====== PROVIDED INFORMATION ======
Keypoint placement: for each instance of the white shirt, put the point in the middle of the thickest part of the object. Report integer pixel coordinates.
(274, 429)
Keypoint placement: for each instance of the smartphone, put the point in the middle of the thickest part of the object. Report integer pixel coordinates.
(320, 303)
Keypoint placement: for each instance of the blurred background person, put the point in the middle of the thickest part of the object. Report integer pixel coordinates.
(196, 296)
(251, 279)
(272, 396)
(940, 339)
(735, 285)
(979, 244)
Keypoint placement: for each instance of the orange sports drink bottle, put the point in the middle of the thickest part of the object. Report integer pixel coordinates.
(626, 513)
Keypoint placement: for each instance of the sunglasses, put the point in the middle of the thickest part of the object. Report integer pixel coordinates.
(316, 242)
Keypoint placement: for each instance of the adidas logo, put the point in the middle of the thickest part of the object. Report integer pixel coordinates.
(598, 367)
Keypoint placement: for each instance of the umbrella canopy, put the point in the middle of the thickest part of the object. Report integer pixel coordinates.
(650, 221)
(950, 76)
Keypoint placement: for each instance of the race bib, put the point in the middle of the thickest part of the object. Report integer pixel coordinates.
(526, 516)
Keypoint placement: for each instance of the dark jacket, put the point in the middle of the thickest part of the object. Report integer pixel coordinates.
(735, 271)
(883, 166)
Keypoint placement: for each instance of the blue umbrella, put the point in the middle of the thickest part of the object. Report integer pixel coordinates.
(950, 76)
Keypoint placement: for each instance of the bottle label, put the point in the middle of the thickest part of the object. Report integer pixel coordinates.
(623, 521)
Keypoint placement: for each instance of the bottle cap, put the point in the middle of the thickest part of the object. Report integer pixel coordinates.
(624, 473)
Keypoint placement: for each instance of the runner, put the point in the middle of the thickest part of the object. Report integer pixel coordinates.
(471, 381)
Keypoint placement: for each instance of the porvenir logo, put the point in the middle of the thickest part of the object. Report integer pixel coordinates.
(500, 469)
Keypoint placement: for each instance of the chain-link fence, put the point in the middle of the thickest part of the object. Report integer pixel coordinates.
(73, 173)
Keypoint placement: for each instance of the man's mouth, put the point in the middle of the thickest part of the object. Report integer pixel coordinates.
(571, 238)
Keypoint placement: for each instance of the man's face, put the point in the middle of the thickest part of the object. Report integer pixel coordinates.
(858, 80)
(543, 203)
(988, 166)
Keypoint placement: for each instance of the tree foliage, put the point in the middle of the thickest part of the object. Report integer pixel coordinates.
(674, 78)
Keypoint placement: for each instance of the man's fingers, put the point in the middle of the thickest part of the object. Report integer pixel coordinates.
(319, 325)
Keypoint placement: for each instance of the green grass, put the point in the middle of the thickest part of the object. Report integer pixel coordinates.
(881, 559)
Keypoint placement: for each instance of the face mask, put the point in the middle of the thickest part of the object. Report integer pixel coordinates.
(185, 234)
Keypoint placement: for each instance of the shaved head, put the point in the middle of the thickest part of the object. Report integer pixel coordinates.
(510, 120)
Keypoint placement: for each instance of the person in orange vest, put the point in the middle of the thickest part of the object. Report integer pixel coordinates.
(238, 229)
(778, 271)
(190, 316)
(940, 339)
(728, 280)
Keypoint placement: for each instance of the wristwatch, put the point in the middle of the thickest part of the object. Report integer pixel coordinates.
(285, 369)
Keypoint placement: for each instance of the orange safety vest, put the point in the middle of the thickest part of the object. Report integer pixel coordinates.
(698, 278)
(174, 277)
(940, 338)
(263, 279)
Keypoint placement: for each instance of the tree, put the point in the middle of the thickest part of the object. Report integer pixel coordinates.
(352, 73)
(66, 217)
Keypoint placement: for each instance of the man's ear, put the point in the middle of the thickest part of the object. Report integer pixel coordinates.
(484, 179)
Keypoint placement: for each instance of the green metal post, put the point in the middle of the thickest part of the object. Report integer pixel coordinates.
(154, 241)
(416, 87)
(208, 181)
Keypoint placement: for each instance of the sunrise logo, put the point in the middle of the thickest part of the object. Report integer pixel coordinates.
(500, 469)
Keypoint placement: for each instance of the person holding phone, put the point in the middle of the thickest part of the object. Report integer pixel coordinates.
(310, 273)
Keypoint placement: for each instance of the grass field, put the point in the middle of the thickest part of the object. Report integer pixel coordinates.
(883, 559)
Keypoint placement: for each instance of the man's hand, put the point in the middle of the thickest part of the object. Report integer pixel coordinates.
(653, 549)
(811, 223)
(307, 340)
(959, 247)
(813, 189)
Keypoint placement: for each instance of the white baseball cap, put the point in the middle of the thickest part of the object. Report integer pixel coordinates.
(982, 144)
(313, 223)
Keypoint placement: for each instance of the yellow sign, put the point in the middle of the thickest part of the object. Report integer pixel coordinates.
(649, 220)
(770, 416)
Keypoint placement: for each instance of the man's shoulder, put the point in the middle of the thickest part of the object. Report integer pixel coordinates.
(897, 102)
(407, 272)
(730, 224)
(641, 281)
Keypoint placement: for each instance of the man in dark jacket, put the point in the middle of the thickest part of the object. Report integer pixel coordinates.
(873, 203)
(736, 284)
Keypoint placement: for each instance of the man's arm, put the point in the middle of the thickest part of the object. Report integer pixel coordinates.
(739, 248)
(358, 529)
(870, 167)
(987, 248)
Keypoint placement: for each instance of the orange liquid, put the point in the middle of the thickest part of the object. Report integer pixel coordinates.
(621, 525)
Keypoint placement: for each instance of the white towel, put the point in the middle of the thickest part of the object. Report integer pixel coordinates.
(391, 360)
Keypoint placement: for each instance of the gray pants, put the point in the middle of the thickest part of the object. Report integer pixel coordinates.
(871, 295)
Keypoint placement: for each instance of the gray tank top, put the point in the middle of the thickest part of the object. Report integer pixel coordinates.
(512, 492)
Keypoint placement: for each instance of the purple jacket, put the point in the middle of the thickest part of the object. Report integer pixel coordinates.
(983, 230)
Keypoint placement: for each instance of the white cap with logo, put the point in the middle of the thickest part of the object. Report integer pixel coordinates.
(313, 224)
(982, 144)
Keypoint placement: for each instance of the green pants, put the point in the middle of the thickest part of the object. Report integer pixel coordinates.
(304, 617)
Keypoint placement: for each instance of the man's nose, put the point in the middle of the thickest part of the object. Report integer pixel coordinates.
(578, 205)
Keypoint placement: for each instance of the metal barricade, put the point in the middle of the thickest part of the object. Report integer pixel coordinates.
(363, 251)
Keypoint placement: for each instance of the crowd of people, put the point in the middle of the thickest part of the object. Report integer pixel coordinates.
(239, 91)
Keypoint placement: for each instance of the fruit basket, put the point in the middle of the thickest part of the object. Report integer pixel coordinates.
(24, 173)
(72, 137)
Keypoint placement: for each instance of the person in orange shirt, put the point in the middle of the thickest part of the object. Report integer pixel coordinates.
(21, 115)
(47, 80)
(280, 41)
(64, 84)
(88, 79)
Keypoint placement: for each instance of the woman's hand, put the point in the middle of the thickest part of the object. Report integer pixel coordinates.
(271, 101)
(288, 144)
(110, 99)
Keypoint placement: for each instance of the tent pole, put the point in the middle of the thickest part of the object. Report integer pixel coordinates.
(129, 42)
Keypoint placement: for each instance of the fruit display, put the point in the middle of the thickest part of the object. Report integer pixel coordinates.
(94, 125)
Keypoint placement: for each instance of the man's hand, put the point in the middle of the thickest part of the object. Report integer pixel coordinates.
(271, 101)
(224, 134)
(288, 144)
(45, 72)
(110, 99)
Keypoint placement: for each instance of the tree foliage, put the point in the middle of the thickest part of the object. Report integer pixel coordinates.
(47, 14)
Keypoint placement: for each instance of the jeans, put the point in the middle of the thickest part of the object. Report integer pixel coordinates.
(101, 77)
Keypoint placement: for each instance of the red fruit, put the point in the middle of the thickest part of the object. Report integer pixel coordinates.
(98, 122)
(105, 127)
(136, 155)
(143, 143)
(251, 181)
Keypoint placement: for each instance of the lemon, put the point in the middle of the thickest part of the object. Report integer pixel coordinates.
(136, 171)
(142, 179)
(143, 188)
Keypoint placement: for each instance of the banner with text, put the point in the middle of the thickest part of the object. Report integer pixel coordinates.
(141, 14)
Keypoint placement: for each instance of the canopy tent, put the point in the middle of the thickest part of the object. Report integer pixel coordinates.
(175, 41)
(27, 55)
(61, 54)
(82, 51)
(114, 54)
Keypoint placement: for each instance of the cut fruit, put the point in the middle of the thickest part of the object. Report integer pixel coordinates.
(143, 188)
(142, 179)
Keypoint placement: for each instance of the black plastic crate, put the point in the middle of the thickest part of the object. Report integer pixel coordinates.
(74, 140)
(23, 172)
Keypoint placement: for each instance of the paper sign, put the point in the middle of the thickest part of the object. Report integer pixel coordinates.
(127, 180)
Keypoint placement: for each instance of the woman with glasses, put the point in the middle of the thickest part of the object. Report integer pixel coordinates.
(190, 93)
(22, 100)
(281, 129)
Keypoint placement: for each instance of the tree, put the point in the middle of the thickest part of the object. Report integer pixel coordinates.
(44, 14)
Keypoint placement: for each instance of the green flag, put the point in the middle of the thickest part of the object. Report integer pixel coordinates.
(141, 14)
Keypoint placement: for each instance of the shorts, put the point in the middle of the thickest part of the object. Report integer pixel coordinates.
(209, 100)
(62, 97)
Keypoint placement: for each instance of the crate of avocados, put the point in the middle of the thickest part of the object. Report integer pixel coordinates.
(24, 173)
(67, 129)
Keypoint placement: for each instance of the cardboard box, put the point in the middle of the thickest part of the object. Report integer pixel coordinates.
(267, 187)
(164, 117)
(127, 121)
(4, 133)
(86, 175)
======
• _PROBLEM_
Rewrite everything from the line containing "Keypoint placement: for each instance of the green flag, put" down to the last line above as a JSON list of strings, one string per line, leaving out any blank lines.

• _COMPLETED TASK_
[
  "Keypoint placement: for each instance of the green flag, put the point in the middle of the thickest part of the object. Report integer pixel coordinates.",
  "(141, 14)",
  "Keypoint placement: for each instance of the shorts, put the point in the middle of the thickest part of the object. Report integer pixel coordinates.",
  "(209, 100)",
  "(62, 97)",
  "Keypoint placement: for each instance of the crate of avocados, put the point in the middle of the thickest part of the object. Report integer pixel coordinates.",
  "(24, 173)",
  "(67, 129)",
  "Keypoint placement: for each instance of the cardboard box, put the point in the middle of the thickest part of the object. Report integer pixel coordinates.",
  "(267, 187)",
  "(164, 117)",
  "(127, 121)",
  "(4, 133)",
  "(86, 175)"
]